_Compiti da svolgere_:
(a) Secondo l'estratto sul mar Cinese meridionale, fino a quale data andranno avanti le attività di addestramento?
(b) Indica se ciascuna affermazione concorda con l'estratto sul mar Cinese meridionale, rispondendo sì o no e citando le parole del testo che lo stabiliscono: (i) le esercitazioni Balikatan sono giunte alla trentottesima edizione; (ii) l'Indonesia si ritiene ufficialmente parte della disputa; (iii) la sentenza del 2016 ha accolto la richiesta delle Filippine.
(c) Trascrivi dall'estratto sul mar Cinese meridionale il passo che comincia con "Le attività di" e prosegue fino a "per ragioni storiche.".

Le tensioni lungo i “nove tratti” del mar Cinese meridionale

L’11 aprile Stati Uniti e Filippine hanno dato il via alle più grandi esercitazioni militari congiunte della loro storia. Si tratta delle operazioni di addestramento annuali tra i due paesi chiamate “Balikatan” (termine tagalog per “spalla a spalla”), giunte alla trentottesima edizione. Non erano mai state così imponenti. Circa 17.600 soldati, di cui 12.200 americani: quasi il doppio dei 9 mila totali dell’anno scorso. Presenti anche un centinaio di soldati australiani e una serie di rappresentanti di altri Stati, tra cui il Giappone, a fare da osservatori.

Le attività di addestramento andranno avanti fino al 28 aprile e si terranno prevalentemente nel mar Cinese meridionale, mare sul quale la Cina rivendica per gran parte la propria sovranità. Secondo la Repubblica popolare, tutto ciò che rientra all’interno della cosiddetta “linea a nove tratti” – una demarcazione che comprende oltre l’80% delle acque del mar Cinese meridionale – appartiene a Pechino su basi storiche. È una posizione che si scontra con le legittime pretese, sancite dal diritto internazionale, di altri quattro paesi che si affacciano sull’area: Filippine, Vietnam, Malesia e Brunei. A loro vanno aggiunti l’Indonesia, che non si ritiene ufficialmente parte della disputa ma che vede una porzione della propria zona economica esclusiva (ZEE) sovrapporsi alla linea a nove tratti cinese, e la Repubblica di Cina (Taiwan), anch’essa per ragioni storiche.

Il cambio di rotta delle Filippine

Negli ultimi decenni l’assertività della Cina nel mar Cinese meridionale è progressivamente aumentata. Per avvalorare le proprie rivendicazioni Pechino ha occupato, militarizzato e in alcuni casi anche costruito artificialmente una serie di isole, in particolare all’interno degli arcipelaghi delle Spratly e Paracel. Nel 2016 una sentenza della Corte permanente di arbitrato dell’Aia ha accolto la richiesta delle Filippine e dichiarato infondate le pretese cinesi sulla base della Convenzione delle Nazioni Unite sul diritto del mare (UNCLOS), ma a poco è servita. La decisione della corte è “nulla, illegale, e la posizione della Cina di non riconoscerla è chiara e ferma”, ha dichiarato il 12 aprile Wang Wenbin, portavoce del ministero degli Esteri cinese.

_Materiale fornito_:

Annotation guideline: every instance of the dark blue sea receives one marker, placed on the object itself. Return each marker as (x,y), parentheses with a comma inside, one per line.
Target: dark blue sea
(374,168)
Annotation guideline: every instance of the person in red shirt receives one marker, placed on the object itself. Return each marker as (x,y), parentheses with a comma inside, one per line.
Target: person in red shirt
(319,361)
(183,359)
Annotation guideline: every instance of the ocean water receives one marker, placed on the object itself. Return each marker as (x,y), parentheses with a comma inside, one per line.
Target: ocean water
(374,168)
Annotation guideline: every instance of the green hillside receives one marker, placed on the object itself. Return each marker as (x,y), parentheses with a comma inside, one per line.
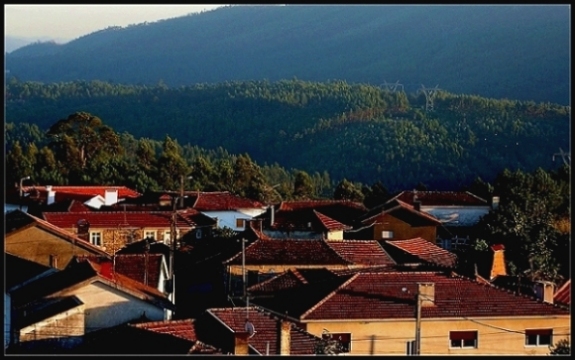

_Risposte ai compiti_:
(a) Fino al 28 aprile.

(b)
(i) Sì: "giunte alla trentottesima edizione".
(ii) No: "che non si ritiene ufficialmente parte della disputa".
(iii) Sì: "ha accolto la richiesta delle Filippine".

(c)
Le attività di addestramento andranno avanti fino al 28 aprile e si terranno prevalentemente nel mar Cinese meridionale, mare sul quale la Cina rivendica per gran parte la propria sovranità. Secondo la Repubblica popolare, tutto ciò che rientra all’interno della cosiddetta “linea a nove tratti” – una demarcazione che comprende oltre l’80% delle acque del mar Cinese meridionale – appartiene a Pechino su basi storiche. È una posizione che si scontra con le legittime pretese, sancite dal diritto internazionale, di altri quattro paesi che si affacciano sull’area: Filippine, Vietnam, Malesia e Brunei. A loro vanno aggiunti l’Indonesia, che non si ritiene ufficialmente parte della disputa ma che vede una porzione della propria zona economica esclusiva (ZEE) sovrapporsi alla linea a nove tratti cinese, e la Repubblica di Cina (Taiwan), anch’essa per ragioni storiche.